● INSTRUCTION:
Rewrite all the lines below as a numbered list, leaving out any blank lines.

☆ ☆ ☆ ☆ ☆

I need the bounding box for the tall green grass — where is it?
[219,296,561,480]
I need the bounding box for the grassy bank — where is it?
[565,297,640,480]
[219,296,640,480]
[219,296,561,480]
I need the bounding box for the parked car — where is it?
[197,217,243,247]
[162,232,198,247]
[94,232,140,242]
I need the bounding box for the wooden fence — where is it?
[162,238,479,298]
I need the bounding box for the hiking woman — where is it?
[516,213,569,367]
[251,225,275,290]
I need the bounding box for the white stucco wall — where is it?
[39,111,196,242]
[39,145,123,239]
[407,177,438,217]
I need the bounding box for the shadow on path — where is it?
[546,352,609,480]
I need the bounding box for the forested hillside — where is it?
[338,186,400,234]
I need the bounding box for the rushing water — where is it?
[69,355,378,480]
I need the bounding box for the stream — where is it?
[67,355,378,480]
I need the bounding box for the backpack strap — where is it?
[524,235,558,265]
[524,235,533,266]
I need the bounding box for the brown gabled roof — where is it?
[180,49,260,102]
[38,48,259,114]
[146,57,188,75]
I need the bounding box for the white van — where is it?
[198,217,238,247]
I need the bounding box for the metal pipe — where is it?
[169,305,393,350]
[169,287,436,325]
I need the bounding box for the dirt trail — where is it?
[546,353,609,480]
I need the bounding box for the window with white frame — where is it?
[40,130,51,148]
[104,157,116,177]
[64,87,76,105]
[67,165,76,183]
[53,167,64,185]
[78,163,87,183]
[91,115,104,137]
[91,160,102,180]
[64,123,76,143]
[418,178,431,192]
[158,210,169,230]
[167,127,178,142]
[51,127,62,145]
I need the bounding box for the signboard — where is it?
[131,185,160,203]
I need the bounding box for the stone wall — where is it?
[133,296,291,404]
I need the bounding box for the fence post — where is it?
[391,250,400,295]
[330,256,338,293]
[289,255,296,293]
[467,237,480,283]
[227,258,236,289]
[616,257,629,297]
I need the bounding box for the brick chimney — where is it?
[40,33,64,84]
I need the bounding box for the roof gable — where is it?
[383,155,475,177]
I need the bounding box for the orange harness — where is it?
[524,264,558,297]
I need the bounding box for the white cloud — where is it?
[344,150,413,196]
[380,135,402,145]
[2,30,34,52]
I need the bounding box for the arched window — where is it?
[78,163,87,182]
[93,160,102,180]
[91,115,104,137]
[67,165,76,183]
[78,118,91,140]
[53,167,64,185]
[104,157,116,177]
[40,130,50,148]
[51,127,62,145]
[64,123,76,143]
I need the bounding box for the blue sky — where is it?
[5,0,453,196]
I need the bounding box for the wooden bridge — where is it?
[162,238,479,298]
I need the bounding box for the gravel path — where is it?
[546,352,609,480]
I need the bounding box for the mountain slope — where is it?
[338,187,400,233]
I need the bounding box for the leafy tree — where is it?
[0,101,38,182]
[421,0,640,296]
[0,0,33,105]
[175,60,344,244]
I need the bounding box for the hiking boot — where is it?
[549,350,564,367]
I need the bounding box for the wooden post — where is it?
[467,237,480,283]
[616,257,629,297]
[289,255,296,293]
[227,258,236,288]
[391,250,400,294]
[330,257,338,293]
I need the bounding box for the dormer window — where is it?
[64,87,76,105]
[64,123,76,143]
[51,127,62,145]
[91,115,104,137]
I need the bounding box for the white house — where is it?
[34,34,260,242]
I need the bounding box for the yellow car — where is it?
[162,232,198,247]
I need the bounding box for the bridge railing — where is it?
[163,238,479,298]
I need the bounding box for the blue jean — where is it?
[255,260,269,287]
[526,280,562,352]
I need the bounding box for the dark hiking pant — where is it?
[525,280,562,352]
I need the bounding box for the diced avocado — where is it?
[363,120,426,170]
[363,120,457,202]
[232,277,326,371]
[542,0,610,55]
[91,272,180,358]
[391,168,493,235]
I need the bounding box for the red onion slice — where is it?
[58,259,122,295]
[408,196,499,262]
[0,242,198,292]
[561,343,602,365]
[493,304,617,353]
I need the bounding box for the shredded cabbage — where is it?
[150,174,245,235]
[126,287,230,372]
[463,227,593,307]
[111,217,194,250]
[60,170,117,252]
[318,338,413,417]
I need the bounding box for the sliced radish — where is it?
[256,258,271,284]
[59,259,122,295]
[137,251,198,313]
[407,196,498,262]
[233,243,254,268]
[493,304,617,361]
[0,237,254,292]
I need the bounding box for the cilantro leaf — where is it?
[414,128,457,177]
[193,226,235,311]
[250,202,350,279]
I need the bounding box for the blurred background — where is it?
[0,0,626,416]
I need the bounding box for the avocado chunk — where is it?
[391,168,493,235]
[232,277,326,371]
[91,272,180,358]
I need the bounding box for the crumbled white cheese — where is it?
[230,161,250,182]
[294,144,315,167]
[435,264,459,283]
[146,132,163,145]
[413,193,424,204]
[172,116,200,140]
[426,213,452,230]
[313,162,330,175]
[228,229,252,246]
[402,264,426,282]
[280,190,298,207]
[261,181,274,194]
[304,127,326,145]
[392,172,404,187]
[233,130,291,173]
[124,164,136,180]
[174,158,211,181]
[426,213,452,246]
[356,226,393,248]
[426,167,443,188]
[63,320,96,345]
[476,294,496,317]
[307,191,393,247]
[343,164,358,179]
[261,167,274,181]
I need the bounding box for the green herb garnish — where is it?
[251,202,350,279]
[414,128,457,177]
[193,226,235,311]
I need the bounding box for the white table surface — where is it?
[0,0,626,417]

☆ ☆ ☆ ☆ ☆

● TASK RESULT:
1. I need the bounding box for the tall green grass — where is it?
2. [219,296,561,480]
3. I need the bounding box for the grassy bank — where is it?
4. [565,297,640,480]
5. [219,296,640,480]
6. [219,296,561,480]
7. I need the bounding box for the parked car — where is it?
8. [197,217,243,247]
9. [162,232,198,247]
10. [94,232,140,242]
11. I need the bounding box for the wooden fence — where is it?
12. [162,238,479,298]
13. I need the bounding box for the hiking woman — where is it?
14. [516,213,569,367]
15. [251,225,275,290]
16. I need the bounding box for the white stucco wall — where is it?
17. [39,111,196,242]
18. [39,145,123,239]
19. [407,177,438,217]
20. I need the bounding box for the shadow on path — where is it?
21. [546,352,609,480]
22. I need the bounding box for the forested hillside — where is it?
23. [338,186,400,234]
24. I need the bounding box for the rushing water — where is it?
25. [69,355,378,480]
26. I need the bounding box for the stream — where is it?
27. [67,355,378,480]
28. I need the bounding box for the backpack strap — where is it?
29. [524,235,558,265]
30. [524,235,533,266]
31. I need the bounding box for the brown gabled roof — where is it?
32. [180,49,260,102]
33. [38,48,259,114]
34. [146,57,188,75]
35. I need the bounding box for the white van — where is it?
36. [198,217,238,247]
37. I need the bounding box for the metal pipe — where is it?
38. [169,305,393,350]
39. [169,287,436,325]
40. I need the bounding box for the dirt trail — where is it?
41. [546,353,609,480]
42. I need the bounding box for the window with white frame — where is it?
43. [40,130,51,148]
44. [104,157,116,177]
45. [64,87,76,105]
46. [67,165,76,183]
47. [53,167,64,185]
48. [78,163,87,183]
49. [91,115,104,137]
50. [91,160,102,180]
51. [64,123,76,143]
52. [418,178,431,192]
53. [158,210,169,230]
54. [167,127,178,142]
55. [51,127,62,145]
56. I need the bounding box for the signboard — where is it?
57. [131,185,160,203]
58. I need the bounding box for the stone wall — where is it?
59. [133,296,291,404]
60. I need the bounding box for the fence post — where is it?
61. [391,250,400,295]
62. [330,256,338,293]
63. [289,255,296,293]
64. [467,237,480,283]
65. [227,258,236,289]
66. [616,257,629,297]
67. I need the bounding box for the brick chimney — where is it?
68. [40,33,64,84]
69. I need the bounding box for the roof gable — where is it?
70. [383,155,475,177]
71. I need the bounding box for the orange harness — where is it?
72. [524,264,558,297]
73. I need the bounding box for the white cloud — where is it?
74. [344,150,413,196]
75. [380,135,402,145]
76. [2,30,34,52]
77. I need the bounding box for the arched window — where is it?
78. [78,163,87,182]
79. [93,160,102,180]
80. [91,115,104,137]
81. [67,165,76,183]
82. [78,118,91,140]
83. [53,167,64,185]
84. [104,157,116,177]
85. [40,130,50,148]
86. [51,127,62,145]
87. [64,123,76,143]
88. I need the bounding box for the blue sky — where is it?
89. [5,0,453,196]
90. I need the bounding box for the wooden bridge — where is it?
91. [162,238,479,298]
92. I need the bounding box for the gravel path — where is it?
93. [546,352,609,480]
94. I need the bounding box for the mountain slope — where is it?
95. [338,187,400,233]
96. I need the bounding box for the leafy tree — where is it?
97. [0,101,38,182]
98. [421,0,640,296]
99. [0,0,33,105]
100. [175,60,344,244]
101. I need the bounding box for the hiking boot — where is it?
102. [549,350,564,367]
103. I need the bounding box for the wooden post — where is it?
104. [467,237,480,283]
105. [616,257,629,297]
106. [289,255,296,293]
107. [227,258,236,288]
108. [391,250,400,294]
109. [330,257,338,293]
110. I need the bounding box for the dormer window — where is it?
111. [64,87,76,105]
112. [64,123,76,143]
113. [51,127,62,145]
114. [91,115,104,137]
115. I need the bounding box for the white house — where is it?
116. [34,34,260,242]
117. I need the bounding box for the yellow car — where is it?
118. [162,232,198,247]
119. I need the bounding box for the bridge railing — where is it?
120. [163,238,479,298]
121. I need the bounding box for the blue jean — where is it?
122. [255,260,269,287]
123. [526,280,562,352]
124. I need the bounding box for the dark hiking pant — where is it?
125. [525,280,562,352]
126. I need the bounding box for the diced avocado — where is it?
127. [363,120,426,170]
128. [363,120,457,202]
129. [232,277,326,371]
130. [542,0,610,55]
131. [91,272,180,358]
132. [391,168,493,235]
133. I need the bounding box for the red onion slice — where is it?
134. [58,259,122,295]
135. [408,196,499,262]
136. [0,242,198,292]
137. [561,343,602,365]
138. [493,304,617,353]
139. I need the bounding box for the shredded cabbage — where is it?
140. [150,174,245,235]
141. [126,287,230,372]
142. [463,227,593,307]
143. [111,217,194,250]
144. [60,170,117,252]
145. [318,338,413,417]
146. I need the bounding box for the sliced radish — where is it?
147. [256,258,271,284]
148. [59,259,122,295]
149. [137,251,198,313]
150. [407,196,498,262]
151. [233,243,254,268]
152. [493,304,617,361]
153. [0,237,254,292]
154. I need the bounding box for the cilantro leaf — where is it?
155. [414,128,457,177]
156. [193,226,235,311]
157. [250,202,350,279]
158. I need the bounding box for the blurred background — where is it?
159. [0,0,626,416]
160. I need the bounding box for the avocado chunk — where is it?
161. [391,168,493,235]
162. [232,277,326,371]
163. [91,272,180,358]
164. I need the bounding box for the crumbled white cheese — where is it?
165. [230,161,250,182]
166. [294,144,315,167]
167. [435,264,459,283]
168. [146,132,163,145]
169. [413,193,424,204]
170. [172,116,200,140]
171. [426,213,452,230]
172. [313,162,330,175]
173. [228,229,252,246]
174. [402,264,426,282]
175. [280,190,298,207]
176. [261,181,274,194]
177. [304,127,326,145]
178. [392,172,404,187]
179. [233,130,291,173]
180. [124,164,136,180]
181. [174,158,211,181]
182. [426,213,452,246]
183. [356,226,393,248]
184. [426,167,443,188]
185. [63,320,96,345]
186. [476,294,496,317]
187. [307,191,393,247]
188. [343,164,358,179]
189. [261,167,274,181]
190. I need the bounding box for the green herb garnish — where is it?
191. [251,202,350,279]
192. [414,128,457,177]
193. [193,226,235,311]
194. I need the bounding box for the white table surface — where is it?
195. [0,0,626,417]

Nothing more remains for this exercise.